### Given request:
Rewrite the data below, swapping every "Drop a dot" for "Place a dot" and keeping everything else the same.

### Given records:
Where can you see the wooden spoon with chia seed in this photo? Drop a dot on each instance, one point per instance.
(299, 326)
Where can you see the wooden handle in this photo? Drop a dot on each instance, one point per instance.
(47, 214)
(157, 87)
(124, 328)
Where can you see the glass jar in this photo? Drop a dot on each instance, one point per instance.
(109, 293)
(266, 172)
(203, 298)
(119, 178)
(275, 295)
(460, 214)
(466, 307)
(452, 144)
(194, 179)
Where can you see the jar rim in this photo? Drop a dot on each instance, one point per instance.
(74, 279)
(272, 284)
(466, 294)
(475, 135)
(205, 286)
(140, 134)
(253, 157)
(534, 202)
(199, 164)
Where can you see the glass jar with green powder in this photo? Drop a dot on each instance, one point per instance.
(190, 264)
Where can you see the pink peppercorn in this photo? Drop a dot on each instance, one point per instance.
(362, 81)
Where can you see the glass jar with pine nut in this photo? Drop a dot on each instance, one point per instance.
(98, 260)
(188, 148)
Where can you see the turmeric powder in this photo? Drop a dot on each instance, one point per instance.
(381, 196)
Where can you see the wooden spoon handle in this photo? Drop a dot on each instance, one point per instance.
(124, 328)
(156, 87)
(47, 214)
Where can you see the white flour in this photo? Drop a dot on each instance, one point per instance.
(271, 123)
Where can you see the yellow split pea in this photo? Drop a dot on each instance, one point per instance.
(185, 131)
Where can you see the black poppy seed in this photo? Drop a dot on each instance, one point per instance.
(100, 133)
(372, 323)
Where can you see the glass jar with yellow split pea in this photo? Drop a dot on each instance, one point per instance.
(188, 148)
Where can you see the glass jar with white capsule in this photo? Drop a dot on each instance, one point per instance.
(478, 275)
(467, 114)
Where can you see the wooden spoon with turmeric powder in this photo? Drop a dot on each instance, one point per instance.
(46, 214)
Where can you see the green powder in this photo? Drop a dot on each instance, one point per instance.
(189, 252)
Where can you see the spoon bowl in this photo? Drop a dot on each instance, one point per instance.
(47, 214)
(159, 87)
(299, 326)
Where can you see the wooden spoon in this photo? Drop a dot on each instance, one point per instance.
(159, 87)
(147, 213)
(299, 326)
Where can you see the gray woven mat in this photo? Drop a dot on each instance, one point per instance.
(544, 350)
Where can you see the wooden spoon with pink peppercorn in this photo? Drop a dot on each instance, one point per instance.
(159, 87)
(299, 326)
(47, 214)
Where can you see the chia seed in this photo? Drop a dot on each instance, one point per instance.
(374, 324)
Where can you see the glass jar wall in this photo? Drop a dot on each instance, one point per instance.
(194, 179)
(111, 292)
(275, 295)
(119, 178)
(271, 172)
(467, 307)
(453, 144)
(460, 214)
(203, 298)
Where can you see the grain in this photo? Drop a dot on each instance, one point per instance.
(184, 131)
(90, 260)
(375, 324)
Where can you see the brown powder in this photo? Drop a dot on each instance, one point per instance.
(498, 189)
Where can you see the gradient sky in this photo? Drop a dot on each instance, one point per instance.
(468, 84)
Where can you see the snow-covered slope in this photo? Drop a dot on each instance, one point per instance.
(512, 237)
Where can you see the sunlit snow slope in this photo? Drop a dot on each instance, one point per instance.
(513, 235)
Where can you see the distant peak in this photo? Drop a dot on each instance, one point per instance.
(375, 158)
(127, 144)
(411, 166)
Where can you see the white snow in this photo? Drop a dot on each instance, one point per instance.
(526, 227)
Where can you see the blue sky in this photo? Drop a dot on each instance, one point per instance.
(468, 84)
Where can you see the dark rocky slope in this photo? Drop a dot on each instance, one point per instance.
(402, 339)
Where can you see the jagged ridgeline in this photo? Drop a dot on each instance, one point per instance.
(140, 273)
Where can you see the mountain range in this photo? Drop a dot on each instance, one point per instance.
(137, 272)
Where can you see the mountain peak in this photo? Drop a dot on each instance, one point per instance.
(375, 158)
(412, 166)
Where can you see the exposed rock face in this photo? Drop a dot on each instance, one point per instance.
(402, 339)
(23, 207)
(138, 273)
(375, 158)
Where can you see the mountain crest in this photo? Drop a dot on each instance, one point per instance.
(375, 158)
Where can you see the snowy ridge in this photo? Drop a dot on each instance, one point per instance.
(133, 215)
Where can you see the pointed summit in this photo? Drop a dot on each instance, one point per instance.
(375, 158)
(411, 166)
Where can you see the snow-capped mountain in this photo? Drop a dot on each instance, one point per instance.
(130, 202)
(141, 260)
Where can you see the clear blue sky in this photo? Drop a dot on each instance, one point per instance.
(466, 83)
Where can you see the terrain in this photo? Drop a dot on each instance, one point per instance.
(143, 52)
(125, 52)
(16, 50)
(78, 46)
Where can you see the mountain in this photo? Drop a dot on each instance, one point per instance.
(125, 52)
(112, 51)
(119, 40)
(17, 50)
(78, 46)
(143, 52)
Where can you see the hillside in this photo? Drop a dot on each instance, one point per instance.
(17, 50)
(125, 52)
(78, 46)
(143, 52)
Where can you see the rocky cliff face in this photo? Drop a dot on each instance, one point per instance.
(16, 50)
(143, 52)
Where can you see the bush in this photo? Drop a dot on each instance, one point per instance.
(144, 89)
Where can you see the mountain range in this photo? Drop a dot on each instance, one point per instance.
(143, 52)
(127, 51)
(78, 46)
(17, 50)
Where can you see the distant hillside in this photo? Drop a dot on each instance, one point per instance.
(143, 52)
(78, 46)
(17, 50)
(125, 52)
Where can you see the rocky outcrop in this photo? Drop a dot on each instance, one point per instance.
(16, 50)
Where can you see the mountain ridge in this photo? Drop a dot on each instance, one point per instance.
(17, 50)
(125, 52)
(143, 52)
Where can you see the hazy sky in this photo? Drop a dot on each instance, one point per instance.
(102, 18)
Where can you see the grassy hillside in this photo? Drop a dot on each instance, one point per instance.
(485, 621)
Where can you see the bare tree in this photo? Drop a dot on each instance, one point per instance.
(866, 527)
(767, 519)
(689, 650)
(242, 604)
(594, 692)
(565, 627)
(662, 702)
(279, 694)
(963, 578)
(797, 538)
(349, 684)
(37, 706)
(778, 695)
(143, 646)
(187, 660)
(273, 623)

### Solution for this task:
Where can you see the wooden spoon with chia seed in this photo? Place a dot on each instance, one point per instance.
(299, 326)
Where can you see the wooden handle in this photo? Place a dot on each instance, one point per instance.
(47, 214)
(157, 87)
(124, 328)
Where can you see the glass jar in this photo? Place a dot on each instance, one point per instance.
(109, 293)
(266, 172)
(203, 298)
(119, 178)
(275, 295)
(460, 214)
(466, 307)
(452, 144)
(194, 179)
Where can you see the jar rim in this photo? Place a dot on each instance, one point per instance.
(74, 279)
(272, 284)
(466, 294)
(475, 135)
(205, 286)
(140, 134)
(253, 157)
(534, 202)
(199, 164)
Where can you see the glass jar with green powder in this photo? Place a dot on each instance, one point per instance.
(190, 264)
Where can you see the pink peppercorn in this photo? Place a dot on each instance, one point per instance.
(362, 81)
Where can you see the glass jar with pine nut in this photo? Place a dot on each instance, one point per instance.
(98, 260)
(188, 148)
Where can you see the turmeric powder in this photo? Place a dot on each instance, one point per instance.
(381, 196)
Where can you see the wooden spoon handle in this photo? Place a dot on each instance, one point per instance.
(124, 328)
(156, 87)
(47, 214)
Where can you see the white flour in this photo? Place a dot on each instance, one point per instance.
(271, 123)
Where can you see the yellow split pea in this photo? Place a dot on each instance, one point per instance.
(185, 131)
Where can you see the black poppy seed in this photo? Place a dot on each instance, one point per instance.
(100, 133)
(372, 323)
Where can you see the glass jar with yellow split pea in this photo? Place a dot on each instance, one point per instance.
(188, 148)
Where can you see the glass jar with white capsule in this photo? Place a dot on each instance, one point per instance.
(478, 275)
(467, 114)
Where can you see the wooden spoon with turmeric powder in this photo? Place a dot on each instance, one point per instance.
(46, 214)
Where can you see the green powder in this photo? Place a dot on each instance, one point per instance.
(189, 252)
Where can you see the spoon bowl in this photo? Place a dot on each instance, one point per instance.
(47, 214)
(159, 87)
(299, 326)
Where can you see the wooden spoon in this photo? Place a dot on each instance, one point per instance.
(159, 87)
(147, 213)
(299, 326)
Where can you see the gray woven mat in this photo? Place a dot on each instance, one point per instance.
(544, 350)
Where can you see the wooden spoon with pink peppercorn in this photo? Place a dot on each instance, one point per instance.
(159, 87)
(299, 326)
(47, 214)
Where can you see the chia seed in this photo? Place a dot on each instance, one point per instance.
(374, 324)
Where can you see the glass jar wall in this photo? Place a dot on each instance, one point per instance.
(194, 179)
(111, 292)
(275, 295)
(119, 178)
(271, 172)
(467, 307)
(453, 144)
(460, 214)
(203, 298)
Where can you see the grain in this photo? Place a dot on each instance, one point per instance.
(184, 131)
(90, 260)
(375, 324)
Where can you see the brown powder in this photo? Place a dot on each instance, one point per instance.
(498, 189)
Where can you see the gradient sky in this photo? Place a dot on each instance, one point per instance.
(468, 84)
Where can you see the snow-covered slope in this photo? Place a dot on each instance, one point per instance.
(512, 237)
Where can you see the sunlit snow slope in this photo? Place a dot on each instance, one point per instance.
(513, 235)
Where can you see the distant peak in this photo? Place a dot on each instance, one point per instance.
(375, 158)
(127, 144)
(411, 166)
Where can you see the white snow in this photo? Place a dot on each instance, one point per instance.
(526, 227)
Where can you see the blue sky in this photo? Place a dot on each instance, one point per instance.
(468, 84)
Where can you see the dark rocky slope in this photo? Place a dot on each instance, one point per instance.
(402, 339)
Where can you see the jagged ridgeline in this photo? Place a dot on each instance, one point per instance.
(140, 273)
Where can you see the mountain range in this photo? Place a dot on each instance, one point per instance.
(137, 272)
Where can you see the mountain peak in this photo? Place a dot on each instance, one point per instance.
(375, 158)
(412, 166)
Where can you see the exposed rock face in this photo? Place a dot on each instance, one point per instance.
(402, 339)
(23, 207)
(138, 273)
(375, 158)
Where can you see the mountain crest in this photo? Place a dot on each instance, one point per instance.
(375, 158)
Where can you see the snowy ridge in this photo? Place a dot on each instance, one point per instance.
(133, 215)
Where can you see the pointed summit in this photo? Place a dot on each instance, one point per instance.
(375, 158)
(411, 166)
Where can you see the snow-capped mountain in this photo? Place a dot on each instance, one point per instance.
(130, 202)
(141, 260)
Where can you see the clear blue sky in this photo? Place a dot on each instance, one point per instance.
(466, 83)
Where can you see the terrain in this photo? Place a dot on each instance, one point per instance.
(143, 52)
(125, 52)
(16, 50)
(78, 46)
Where can you see the mountain in this photo? Place a dot on each instance, one point per instance.
(125, 52)
(112, 51)
(119, 40)
(17, 50)
(78, 46)
(143, 52)
Where can you see the hillside in this photo? Place a dot on each instance, one point per instance.
(17, 50)
(125, 52)
(78, 46)
(143, 52)
Where can you see the rocky cliff face in this photo? Place a dot on each instance, one point per instance.
(16, 50)
(143, 52)
Where can you see the bush in this photo? Place a dot on each instance, one point per instance.
(144, 89)
Where can you see the mountain range in this photo? Place a dot on each instance, one point per instance.
(143, 52)
(127, 51)
(78, 46)
(17, 50)
Where can you see the distant hillside in this photo? Place a dot on each instance, one point per instance.
(143, 52)
(78, 46)
(17, 50)
(125, 52)
Where can you see the rocky outcrop in this photo? Place a dot on each instance, one point per instance.
(16, 50)
Where can you see the mountain ridge in this photo? Place a dot on each instance, one point per instance.
(17, 50)
(125, 52)
(143, 52)
Where can you see the hazy sky in this photo? Place a dot on each instance, one point per instance.
(102, 18)
Where can you see the grassy hillside in this photo? Place a dot on each instance, one point per instance.
(485, 621)
Where can you see the bare tree in this photo? Place a dot on each instance, one point per instance.
(866, 527)
(767, 519)
(689, 650)
(242, 604)
(594, 692)
(565, 627)
(662, 702)
(279, 694)
(963, 578)
(797, 538)
(349, 684)
(37, 706)
(778, 695)
(143, 646)
(187, 660)
(273, 623)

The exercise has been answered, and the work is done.